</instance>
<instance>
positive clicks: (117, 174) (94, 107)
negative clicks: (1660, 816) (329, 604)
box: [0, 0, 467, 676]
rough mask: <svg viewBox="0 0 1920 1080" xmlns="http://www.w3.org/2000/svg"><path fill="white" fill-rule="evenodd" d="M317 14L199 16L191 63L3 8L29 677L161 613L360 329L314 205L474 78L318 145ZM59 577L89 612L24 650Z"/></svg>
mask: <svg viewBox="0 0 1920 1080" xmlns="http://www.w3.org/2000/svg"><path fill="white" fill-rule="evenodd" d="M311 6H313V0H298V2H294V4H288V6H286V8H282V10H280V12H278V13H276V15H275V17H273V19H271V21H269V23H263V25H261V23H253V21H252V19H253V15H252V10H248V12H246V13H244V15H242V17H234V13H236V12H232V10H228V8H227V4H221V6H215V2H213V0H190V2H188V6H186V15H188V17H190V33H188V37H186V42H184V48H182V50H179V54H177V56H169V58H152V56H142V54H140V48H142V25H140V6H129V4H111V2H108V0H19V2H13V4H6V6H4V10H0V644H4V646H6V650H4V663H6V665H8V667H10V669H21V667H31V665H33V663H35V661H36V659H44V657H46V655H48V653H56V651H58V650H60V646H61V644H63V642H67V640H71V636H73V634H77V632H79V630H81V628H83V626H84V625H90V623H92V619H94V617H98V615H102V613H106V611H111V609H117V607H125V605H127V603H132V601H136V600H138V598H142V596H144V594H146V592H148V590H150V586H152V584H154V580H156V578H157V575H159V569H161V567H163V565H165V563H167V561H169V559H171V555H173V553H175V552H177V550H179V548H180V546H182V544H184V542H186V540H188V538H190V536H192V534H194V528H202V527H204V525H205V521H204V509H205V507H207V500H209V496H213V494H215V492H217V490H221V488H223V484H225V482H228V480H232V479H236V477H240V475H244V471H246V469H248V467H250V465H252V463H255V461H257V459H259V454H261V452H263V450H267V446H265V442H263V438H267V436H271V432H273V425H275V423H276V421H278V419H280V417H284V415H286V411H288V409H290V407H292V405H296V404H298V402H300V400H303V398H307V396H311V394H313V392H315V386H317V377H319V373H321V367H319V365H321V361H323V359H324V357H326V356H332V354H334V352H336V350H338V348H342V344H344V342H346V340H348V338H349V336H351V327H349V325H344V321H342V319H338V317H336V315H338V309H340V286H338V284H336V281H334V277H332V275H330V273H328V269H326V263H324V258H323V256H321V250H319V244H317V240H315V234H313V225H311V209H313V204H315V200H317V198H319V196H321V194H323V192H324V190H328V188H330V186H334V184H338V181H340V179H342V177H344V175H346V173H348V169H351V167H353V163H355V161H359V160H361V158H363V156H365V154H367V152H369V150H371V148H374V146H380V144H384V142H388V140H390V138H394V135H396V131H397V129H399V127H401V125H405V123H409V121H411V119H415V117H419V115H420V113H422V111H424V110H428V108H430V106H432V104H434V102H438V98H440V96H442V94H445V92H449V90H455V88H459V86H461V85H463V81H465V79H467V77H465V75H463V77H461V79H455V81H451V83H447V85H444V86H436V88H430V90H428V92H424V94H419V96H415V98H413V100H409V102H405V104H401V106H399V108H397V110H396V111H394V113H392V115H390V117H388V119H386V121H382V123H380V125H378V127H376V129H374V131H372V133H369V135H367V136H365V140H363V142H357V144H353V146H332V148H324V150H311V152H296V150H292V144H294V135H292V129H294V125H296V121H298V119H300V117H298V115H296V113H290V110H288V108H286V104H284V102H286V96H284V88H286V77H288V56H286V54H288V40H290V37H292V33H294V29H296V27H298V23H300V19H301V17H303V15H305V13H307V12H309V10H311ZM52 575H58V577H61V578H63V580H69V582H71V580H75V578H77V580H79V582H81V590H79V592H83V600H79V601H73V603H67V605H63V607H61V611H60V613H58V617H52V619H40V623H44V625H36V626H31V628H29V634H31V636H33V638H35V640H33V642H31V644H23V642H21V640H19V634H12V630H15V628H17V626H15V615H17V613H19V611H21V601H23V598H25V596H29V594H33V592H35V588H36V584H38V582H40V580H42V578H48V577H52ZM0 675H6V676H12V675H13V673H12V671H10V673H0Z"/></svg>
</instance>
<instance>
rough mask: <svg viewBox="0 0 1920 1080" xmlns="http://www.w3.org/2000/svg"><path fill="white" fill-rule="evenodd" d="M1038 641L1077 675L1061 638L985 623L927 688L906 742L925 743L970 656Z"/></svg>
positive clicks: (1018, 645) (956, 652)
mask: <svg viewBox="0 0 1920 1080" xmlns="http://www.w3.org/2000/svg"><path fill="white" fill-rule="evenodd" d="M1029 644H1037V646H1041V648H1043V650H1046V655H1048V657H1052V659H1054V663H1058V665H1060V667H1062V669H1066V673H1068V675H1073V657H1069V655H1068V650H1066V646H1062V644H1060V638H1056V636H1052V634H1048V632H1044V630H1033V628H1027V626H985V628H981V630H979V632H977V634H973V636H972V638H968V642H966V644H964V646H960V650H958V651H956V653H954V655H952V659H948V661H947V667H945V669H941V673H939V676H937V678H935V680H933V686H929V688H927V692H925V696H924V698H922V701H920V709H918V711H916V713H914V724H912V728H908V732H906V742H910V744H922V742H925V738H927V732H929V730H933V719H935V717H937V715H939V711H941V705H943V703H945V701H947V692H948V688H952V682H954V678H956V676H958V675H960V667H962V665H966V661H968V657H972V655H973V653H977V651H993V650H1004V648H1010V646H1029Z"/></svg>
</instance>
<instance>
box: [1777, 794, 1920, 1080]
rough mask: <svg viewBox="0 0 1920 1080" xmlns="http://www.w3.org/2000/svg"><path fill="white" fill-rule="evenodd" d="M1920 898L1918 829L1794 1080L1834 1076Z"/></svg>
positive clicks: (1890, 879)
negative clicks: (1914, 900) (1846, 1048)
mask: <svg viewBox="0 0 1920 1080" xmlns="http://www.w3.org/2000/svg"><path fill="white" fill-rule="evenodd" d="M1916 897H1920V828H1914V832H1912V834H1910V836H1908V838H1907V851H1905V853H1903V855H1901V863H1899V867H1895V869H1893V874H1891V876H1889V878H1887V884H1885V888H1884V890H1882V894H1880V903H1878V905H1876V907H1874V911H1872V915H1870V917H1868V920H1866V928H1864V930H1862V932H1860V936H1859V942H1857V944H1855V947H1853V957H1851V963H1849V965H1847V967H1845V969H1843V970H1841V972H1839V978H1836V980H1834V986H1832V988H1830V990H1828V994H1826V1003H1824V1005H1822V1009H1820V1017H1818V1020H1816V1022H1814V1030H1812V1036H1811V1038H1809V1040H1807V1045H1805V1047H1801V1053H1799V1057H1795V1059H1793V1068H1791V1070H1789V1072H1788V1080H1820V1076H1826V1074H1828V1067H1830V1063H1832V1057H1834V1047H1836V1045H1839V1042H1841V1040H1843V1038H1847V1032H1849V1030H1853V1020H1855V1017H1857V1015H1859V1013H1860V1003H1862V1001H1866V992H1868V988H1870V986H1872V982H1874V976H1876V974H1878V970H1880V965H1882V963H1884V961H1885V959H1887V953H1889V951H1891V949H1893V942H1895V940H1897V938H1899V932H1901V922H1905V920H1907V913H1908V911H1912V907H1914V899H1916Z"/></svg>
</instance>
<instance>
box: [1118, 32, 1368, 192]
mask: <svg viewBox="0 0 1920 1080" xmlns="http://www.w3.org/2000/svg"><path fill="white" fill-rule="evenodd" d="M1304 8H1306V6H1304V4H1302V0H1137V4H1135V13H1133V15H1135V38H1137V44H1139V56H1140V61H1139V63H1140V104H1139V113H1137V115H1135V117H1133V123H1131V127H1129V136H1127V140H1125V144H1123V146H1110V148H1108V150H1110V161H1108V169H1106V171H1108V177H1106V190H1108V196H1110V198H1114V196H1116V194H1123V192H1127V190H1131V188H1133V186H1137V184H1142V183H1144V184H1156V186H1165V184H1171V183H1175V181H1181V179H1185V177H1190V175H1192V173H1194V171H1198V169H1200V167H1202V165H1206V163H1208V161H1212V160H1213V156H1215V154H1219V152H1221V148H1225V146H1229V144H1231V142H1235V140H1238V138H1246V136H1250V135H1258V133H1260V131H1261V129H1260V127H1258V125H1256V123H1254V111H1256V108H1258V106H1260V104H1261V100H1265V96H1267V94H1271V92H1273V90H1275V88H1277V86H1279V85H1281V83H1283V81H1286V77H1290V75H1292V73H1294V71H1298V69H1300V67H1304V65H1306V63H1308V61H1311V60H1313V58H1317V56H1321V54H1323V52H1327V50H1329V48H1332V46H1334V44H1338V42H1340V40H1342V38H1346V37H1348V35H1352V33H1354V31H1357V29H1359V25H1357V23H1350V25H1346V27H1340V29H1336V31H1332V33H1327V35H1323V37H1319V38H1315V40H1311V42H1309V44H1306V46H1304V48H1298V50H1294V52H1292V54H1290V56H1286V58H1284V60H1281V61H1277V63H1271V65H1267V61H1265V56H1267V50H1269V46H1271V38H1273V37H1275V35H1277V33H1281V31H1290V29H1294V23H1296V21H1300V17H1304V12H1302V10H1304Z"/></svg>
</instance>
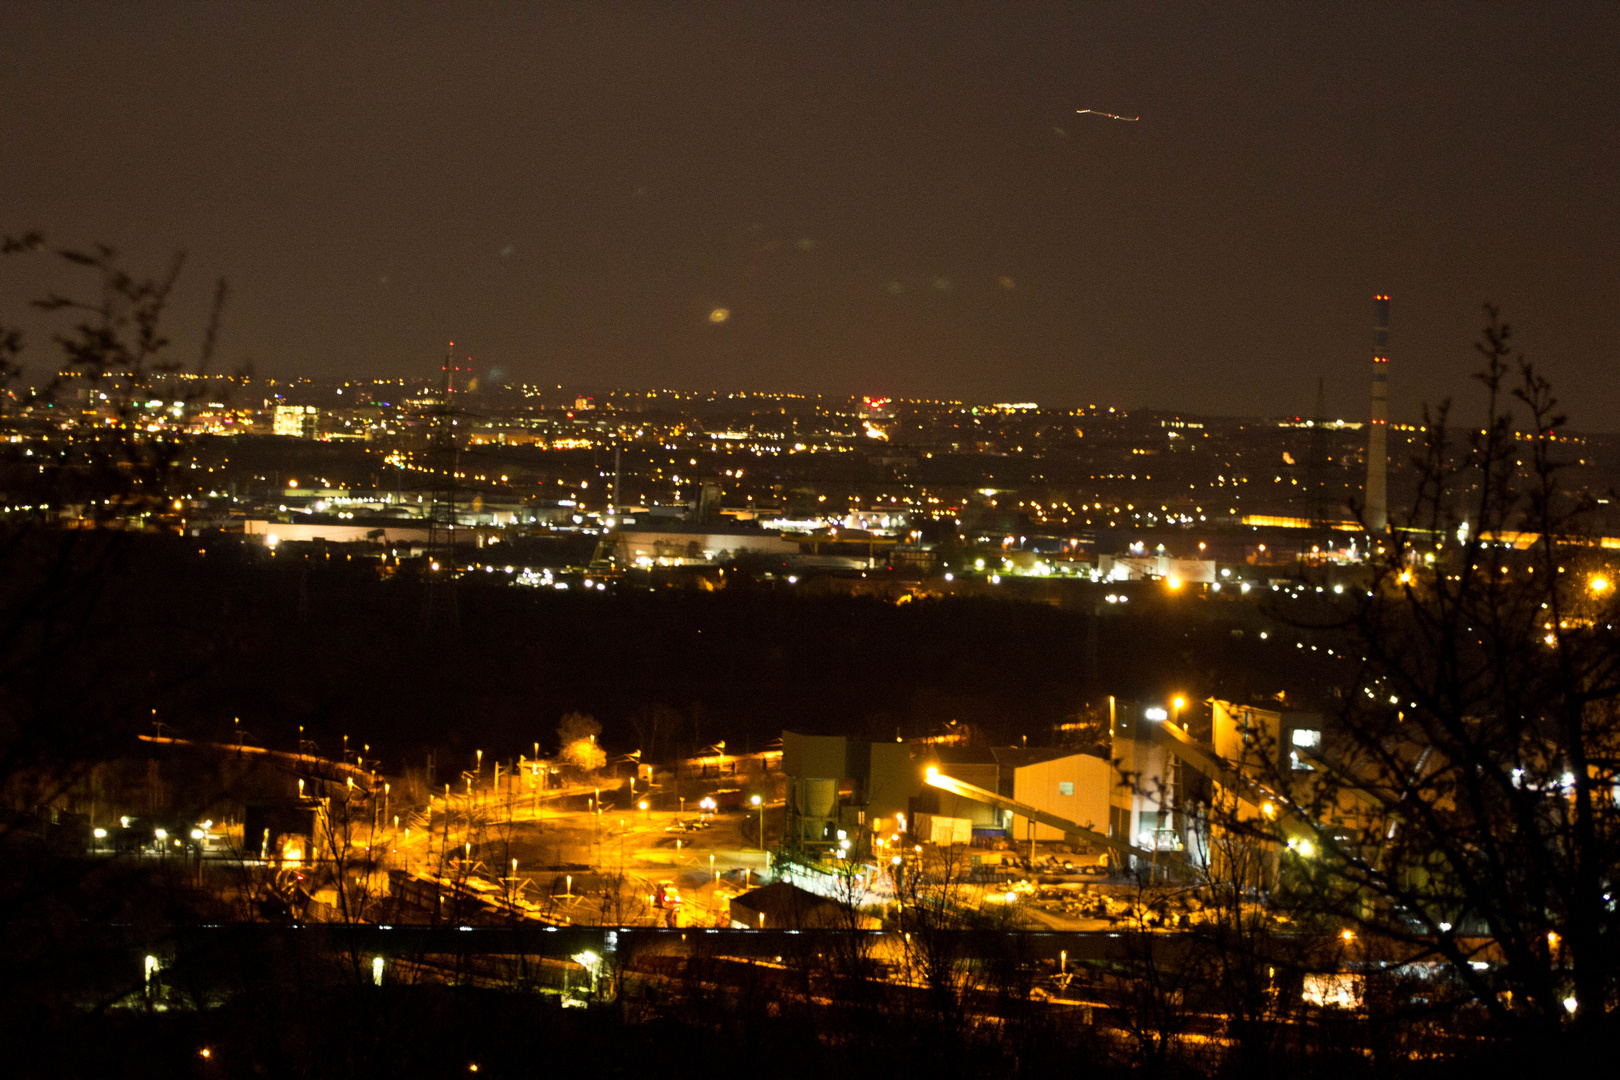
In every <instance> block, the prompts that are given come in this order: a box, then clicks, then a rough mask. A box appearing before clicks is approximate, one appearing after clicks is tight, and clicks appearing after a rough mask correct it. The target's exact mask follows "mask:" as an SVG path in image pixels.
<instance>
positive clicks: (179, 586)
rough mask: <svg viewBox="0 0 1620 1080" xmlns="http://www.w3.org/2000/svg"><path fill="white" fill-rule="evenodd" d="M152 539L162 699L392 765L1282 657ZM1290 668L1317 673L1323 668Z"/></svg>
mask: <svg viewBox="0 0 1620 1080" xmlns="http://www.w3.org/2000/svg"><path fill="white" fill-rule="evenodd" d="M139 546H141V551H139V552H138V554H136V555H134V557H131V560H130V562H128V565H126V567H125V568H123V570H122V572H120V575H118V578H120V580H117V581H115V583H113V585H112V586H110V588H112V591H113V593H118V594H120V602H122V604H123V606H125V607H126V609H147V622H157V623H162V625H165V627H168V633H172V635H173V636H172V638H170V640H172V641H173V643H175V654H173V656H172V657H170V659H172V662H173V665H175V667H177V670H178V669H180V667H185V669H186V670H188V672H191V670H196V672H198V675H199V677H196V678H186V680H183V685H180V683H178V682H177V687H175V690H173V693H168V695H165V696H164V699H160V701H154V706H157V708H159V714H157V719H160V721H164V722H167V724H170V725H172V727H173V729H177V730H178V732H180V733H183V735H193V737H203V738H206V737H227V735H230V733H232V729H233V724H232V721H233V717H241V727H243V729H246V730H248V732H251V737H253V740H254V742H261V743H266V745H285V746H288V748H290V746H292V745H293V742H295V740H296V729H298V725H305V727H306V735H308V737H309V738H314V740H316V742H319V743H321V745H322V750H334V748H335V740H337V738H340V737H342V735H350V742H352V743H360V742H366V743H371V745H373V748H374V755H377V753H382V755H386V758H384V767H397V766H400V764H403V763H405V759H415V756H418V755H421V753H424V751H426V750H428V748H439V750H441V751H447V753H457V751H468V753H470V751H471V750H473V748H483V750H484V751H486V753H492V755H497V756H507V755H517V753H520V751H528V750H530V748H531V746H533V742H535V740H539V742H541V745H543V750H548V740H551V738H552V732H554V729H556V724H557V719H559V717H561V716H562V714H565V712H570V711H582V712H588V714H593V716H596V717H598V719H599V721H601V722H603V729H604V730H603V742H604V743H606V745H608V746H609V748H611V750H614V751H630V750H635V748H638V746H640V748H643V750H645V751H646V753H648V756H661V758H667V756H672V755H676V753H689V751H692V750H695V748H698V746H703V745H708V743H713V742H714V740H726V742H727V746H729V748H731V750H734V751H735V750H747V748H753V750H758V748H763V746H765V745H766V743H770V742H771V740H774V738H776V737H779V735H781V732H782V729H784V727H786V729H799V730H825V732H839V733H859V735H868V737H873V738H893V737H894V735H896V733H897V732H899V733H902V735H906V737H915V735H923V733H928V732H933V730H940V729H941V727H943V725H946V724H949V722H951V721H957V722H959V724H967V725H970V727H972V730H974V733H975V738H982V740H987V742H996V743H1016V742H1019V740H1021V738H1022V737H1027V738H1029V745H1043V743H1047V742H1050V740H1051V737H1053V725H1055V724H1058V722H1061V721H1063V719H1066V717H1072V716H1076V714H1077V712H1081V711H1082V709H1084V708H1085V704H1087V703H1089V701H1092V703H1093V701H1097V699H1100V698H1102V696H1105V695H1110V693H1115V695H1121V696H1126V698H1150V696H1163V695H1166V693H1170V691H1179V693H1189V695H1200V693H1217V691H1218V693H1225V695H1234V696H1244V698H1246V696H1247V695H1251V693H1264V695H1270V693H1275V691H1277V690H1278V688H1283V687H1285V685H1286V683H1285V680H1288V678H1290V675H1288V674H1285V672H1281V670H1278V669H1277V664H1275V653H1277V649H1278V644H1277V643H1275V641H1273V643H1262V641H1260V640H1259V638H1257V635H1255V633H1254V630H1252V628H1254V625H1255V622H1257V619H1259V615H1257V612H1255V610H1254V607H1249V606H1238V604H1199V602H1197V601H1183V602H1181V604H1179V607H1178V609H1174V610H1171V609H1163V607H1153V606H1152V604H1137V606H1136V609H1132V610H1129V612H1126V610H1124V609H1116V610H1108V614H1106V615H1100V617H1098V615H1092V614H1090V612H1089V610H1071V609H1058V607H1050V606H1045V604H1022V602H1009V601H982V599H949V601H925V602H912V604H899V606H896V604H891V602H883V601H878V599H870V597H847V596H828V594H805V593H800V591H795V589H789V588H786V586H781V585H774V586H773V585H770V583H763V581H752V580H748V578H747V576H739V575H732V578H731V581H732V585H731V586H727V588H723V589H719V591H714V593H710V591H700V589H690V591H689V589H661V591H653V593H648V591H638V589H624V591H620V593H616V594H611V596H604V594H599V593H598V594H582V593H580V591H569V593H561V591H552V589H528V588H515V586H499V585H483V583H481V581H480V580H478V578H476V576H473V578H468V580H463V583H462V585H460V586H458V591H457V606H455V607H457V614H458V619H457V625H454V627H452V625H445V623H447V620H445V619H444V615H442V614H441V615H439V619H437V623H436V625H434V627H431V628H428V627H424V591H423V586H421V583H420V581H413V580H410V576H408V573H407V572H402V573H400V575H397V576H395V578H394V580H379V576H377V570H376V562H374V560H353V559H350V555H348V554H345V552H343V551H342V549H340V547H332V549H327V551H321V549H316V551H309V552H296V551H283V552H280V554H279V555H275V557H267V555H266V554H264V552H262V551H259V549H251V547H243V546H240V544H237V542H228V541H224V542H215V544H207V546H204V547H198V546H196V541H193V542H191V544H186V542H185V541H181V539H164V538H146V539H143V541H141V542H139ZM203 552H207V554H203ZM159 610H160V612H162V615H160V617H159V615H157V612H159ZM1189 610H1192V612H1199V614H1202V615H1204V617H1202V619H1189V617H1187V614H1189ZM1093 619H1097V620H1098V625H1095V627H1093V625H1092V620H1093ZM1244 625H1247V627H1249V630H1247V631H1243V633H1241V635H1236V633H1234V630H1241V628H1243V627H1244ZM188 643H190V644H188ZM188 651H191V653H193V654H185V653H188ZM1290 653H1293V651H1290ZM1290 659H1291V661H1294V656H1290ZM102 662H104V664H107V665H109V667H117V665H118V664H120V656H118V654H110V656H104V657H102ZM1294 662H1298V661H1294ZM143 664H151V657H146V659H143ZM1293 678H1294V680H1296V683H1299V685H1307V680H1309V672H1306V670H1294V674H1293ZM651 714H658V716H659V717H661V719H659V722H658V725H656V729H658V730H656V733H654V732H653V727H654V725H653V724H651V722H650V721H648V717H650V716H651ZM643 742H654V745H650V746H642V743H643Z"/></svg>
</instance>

_TASK GOAL_.
Restate the lines starting with the one containing "In every <instance>" and going on through the one containing "539L162 699L392 765L1282", swapping "tight" for "exact" and leaving everything else unchanged.

_TASK ANSWER_.
In every <instance> block, the prompts that are given come in this order: a box, then clicks, then a rough mask. A box appearing before clicks is approximate, one appearing after clicks is exact, and clicks appearing after a rough mask correct it. The target's exact mask follows "mask:" as an SVG path in image pixels.
<instance>
positive clicks: (179, 586)
rough mask: <svg viewBox="0 0 1620 1080" xmlns="http://www.w3.org/2000/svg"><path fill="white" fill-rule="evenodd" d="M152 539L162 699L392 765L1282 657ZM1290 668L1317 673L1323 668Z"/></svg>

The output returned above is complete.